WHAT THE EXERCISE ASKS:
Please rewrite every entry below as a JSON list of strings, with one string per line and no blank lines.
++++ GIVEN DATA ++++
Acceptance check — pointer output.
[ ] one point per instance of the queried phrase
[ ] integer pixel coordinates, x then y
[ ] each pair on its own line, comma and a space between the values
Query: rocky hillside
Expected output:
++++
SOLUTION BELOW:
[
  "Acceptance check — pointer output.",
  "[ ] one point per instance of the queried phrase",
  "[ ] integer pixel coordinates, x then y",
  "[ ] each pair on its own line, comma and a space between the values",
  "Query: rocky hillside",
  "Expected output:"
]